*REQUESTS:*
1. In the excerpt, which footnote did Elie Mystal set to music on TikTok?
2. Repeat the excerpt word for word, starting at "Leah Litman Maybe" and ending at "here you go.".

*SELECTED EXCERPT:*
Leah Litman Maybe this was hypocrisy week at the court, although that seems like more than one week from what we are seeing. So this was another case where there was a Jackson dissent that I think sounded some of her concerns with the court’s project and whose interest the court was favoring and how they were going about it. So there was remarkable footnote. And even though her dissent was joined by Justice Sotomayor, here she spoke only for herself. And instead of reading this footnote I am instead going to share with our listeners the following jam of the summer, which is Friend of the Pod, Elie Mystal, putting this footnote, footnote 12, to music on TikTok. And we all need this energy right now, so here you go.

[Part of a data file]
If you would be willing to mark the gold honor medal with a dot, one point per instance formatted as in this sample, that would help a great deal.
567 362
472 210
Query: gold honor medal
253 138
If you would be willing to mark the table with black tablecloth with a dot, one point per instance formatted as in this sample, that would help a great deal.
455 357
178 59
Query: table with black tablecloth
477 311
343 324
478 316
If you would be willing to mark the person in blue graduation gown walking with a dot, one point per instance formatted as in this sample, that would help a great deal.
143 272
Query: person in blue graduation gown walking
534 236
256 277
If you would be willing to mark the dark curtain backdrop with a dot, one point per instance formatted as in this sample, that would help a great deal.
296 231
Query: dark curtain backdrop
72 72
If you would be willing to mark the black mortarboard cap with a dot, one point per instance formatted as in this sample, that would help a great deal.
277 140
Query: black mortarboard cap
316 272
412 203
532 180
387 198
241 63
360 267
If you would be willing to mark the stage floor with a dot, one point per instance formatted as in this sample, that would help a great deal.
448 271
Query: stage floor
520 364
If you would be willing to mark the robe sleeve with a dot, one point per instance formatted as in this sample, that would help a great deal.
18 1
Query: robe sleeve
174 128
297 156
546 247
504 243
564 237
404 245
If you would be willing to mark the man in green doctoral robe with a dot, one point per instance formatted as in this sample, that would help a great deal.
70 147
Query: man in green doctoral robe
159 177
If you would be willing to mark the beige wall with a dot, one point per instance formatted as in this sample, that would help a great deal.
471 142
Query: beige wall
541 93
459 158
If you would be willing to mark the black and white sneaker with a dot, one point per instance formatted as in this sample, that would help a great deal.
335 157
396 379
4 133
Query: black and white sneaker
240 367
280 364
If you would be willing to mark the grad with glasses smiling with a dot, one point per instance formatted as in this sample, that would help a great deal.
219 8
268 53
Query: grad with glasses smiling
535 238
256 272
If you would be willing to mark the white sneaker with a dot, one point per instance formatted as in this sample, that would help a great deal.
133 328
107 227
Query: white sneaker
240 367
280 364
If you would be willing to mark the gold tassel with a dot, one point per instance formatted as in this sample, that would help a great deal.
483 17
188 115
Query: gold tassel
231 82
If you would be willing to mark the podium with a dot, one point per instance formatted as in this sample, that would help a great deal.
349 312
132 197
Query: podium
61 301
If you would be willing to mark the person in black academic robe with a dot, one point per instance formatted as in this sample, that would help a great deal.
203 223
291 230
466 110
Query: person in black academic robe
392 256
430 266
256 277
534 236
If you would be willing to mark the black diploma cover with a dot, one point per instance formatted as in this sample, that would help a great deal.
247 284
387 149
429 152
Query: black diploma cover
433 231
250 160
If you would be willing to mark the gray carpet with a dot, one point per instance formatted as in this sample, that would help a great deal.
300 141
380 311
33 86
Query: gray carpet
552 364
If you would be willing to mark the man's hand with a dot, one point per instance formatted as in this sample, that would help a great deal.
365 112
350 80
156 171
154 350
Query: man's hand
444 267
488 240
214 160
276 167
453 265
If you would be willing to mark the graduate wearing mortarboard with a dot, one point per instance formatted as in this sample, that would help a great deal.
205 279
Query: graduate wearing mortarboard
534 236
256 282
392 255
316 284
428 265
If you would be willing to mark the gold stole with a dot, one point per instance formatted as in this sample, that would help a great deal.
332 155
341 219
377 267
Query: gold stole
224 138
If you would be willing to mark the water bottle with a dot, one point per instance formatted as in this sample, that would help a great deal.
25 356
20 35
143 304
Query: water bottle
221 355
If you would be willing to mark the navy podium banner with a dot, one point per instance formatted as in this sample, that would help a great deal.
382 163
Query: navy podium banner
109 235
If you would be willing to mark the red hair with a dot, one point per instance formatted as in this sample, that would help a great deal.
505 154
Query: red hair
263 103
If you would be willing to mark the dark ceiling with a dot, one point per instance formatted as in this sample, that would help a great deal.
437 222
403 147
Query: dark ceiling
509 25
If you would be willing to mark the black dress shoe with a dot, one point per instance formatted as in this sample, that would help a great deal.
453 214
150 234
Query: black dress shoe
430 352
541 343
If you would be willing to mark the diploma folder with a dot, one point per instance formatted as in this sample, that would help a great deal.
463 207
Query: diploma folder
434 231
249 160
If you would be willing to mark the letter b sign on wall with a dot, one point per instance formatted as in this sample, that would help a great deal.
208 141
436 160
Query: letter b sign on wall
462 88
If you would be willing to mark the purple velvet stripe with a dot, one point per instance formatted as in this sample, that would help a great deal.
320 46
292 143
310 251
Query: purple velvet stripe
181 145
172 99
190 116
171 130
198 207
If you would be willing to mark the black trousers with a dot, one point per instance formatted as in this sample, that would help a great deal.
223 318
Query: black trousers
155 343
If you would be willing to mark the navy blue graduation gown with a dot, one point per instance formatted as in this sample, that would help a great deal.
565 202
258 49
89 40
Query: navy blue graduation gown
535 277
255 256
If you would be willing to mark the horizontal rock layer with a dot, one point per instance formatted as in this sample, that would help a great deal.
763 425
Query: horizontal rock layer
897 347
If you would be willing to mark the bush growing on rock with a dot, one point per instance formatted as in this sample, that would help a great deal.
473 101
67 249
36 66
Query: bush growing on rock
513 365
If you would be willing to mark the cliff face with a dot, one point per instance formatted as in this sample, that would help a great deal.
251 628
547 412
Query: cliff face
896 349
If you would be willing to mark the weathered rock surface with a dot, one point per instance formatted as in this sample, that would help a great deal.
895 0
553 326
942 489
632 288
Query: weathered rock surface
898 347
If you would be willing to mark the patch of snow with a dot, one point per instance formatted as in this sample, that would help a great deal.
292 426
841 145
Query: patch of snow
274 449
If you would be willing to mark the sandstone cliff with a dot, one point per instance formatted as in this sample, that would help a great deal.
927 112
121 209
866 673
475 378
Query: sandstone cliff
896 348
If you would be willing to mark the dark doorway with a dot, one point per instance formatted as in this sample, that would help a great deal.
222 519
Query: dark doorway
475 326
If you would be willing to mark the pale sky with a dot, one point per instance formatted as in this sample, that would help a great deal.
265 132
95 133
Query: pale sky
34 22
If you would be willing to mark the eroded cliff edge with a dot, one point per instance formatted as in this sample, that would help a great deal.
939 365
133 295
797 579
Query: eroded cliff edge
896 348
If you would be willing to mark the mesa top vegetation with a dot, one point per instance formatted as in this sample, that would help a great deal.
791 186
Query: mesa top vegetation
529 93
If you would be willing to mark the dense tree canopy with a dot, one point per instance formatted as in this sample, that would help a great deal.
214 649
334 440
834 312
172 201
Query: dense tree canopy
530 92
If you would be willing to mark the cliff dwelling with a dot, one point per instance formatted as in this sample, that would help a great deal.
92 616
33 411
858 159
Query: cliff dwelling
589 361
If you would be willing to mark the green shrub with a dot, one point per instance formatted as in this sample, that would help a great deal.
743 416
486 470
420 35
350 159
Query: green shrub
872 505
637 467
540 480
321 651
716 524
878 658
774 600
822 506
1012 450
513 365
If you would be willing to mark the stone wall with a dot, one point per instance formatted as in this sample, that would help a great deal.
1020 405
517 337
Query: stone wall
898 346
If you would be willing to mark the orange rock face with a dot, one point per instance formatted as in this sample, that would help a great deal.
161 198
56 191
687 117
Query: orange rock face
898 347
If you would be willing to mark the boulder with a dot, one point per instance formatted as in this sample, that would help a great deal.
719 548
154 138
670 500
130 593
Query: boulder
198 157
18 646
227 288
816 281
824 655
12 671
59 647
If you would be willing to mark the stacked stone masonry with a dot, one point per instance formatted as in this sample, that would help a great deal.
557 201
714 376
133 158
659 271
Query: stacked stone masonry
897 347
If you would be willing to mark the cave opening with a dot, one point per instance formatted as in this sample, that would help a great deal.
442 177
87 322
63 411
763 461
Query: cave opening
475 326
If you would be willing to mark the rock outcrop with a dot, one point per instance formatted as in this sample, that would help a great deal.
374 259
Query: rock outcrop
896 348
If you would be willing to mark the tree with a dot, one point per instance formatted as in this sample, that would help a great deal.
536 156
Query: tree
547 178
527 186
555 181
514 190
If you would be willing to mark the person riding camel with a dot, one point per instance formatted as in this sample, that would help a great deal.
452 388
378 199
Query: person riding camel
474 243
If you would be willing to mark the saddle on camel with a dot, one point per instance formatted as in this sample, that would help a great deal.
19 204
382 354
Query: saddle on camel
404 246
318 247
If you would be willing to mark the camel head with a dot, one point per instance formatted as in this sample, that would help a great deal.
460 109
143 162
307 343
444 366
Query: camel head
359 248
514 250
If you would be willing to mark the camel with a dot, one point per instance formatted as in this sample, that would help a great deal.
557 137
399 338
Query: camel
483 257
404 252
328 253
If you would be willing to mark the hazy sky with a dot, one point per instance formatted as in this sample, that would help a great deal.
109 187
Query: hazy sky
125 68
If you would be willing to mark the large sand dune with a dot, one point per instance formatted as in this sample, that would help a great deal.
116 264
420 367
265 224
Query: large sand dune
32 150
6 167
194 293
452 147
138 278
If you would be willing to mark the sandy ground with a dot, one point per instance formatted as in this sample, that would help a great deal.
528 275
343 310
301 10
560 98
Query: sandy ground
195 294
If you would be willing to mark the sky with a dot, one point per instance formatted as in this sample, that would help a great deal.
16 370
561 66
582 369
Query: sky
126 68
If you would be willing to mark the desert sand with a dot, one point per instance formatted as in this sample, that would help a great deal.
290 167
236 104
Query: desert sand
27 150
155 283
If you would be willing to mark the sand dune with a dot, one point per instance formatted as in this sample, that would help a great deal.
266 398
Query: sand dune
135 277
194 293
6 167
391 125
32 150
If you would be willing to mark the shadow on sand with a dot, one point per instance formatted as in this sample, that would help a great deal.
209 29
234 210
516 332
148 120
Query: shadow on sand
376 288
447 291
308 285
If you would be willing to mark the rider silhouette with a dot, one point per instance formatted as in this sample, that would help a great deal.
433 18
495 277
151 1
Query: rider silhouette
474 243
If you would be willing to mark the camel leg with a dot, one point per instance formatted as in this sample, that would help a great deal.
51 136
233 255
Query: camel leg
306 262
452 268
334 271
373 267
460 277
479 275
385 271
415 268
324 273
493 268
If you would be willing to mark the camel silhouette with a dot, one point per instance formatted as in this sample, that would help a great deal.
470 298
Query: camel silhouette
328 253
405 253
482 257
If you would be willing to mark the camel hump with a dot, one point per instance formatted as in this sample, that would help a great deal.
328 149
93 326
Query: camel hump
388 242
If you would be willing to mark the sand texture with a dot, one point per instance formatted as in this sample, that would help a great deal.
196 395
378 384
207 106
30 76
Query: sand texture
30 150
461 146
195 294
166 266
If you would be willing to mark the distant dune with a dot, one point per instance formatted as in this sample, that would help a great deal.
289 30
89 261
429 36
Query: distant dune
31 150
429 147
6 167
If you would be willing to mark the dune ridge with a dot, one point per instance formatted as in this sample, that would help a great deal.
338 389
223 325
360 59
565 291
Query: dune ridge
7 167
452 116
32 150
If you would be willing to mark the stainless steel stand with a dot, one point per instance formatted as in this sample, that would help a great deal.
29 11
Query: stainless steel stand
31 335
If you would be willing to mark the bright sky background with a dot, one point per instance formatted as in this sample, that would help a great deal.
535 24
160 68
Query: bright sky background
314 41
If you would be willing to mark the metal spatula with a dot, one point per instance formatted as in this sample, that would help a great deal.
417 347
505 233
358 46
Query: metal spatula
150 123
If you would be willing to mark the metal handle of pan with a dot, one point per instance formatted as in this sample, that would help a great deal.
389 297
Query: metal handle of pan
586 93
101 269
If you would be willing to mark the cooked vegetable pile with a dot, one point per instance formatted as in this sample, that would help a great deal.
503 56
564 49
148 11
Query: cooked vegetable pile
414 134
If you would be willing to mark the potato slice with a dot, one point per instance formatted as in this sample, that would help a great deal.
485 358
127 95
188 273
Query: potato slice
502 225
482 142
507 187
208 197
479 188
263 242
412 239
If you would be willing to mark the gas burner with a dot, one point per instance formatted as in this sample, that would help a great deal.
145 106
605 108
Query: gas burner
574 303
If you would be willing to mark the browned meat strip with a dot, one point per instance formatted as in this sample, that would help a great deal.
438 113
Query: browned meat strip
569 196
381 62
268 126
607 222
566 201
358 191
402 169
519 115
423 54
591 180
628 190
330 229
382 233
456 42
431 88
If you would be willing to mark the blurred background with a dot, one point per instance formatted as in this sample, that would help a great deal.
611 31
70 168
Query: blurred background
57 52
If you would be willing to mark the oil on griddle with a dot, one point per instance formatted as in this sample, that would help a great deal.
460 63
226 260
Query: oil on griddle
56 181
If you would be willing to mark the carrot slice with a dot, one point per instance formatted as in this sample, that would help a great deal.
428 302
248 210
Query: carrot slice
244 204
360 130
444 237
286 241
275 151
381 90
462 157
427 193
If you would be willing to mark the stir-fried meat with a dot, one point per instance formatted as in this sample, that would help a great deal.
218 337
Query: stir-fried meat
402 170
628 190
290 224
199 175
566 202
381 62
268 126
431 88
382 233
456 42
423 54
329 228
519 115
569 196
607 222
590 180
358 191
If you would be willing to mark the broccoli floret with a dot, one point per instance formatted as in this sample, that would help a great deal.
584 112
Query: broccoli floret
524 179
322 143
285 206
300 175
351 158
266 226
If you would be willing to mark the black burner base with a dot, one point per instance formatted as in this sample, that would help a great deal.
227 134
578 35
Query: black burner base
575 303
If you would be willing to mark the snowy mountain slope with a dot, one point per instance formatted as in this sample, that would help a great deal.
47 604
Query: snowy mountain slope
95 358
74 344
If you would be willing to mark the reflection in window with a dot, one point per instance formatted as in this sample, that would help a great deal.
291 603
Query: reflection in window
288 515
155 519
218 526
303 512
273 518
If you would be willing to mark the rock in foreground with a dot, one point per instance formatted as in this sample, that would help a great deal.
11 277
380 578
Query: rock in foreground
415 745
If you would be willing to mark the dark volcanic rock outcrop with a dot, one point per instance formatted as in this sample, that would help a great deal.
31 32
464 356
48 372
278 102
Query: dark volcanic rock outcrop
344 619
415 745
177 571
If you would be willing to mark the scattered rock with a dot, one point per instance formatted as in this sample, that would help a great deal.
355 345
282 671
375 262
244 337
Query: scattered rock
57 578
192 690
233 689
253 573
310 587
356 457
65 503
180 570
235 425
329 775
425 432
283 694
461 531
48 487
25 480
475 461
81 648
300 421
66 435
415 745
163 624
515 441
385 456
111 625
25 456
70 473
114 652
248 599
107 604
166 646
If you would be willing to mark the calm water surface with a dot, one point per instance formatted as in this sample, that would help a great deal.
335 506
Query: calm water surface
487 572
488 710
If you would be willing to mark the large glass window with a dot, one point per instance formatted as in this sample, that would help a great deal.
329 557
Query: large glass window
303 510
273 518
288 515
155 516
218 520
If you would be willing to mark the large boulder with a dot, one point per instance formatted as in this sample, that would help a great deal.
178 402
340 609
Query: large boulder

*THE ANSWERS:*
1. Footnote 12

2.
Leah Litman Maybe this was hypocrisy week at the court, although that seems like more than one week from what we are seeing. So this was another case where there was a Jackson dissent that I think sounded some of her concerns with the court’s project and whose interest the court was favoring and how they were going about it. So there was remarkable footnote. And even though her dissent was joined by Justice Sotomayor, here she spoke only for herself. And instead of reading this footnote I am instead going to share with our listeners the following jam of the summer, which is Friend of the Pod, Elie Mystal, putting this footnote, footnote 12, to music on TikTok. And we all need this energy right now, so here you go.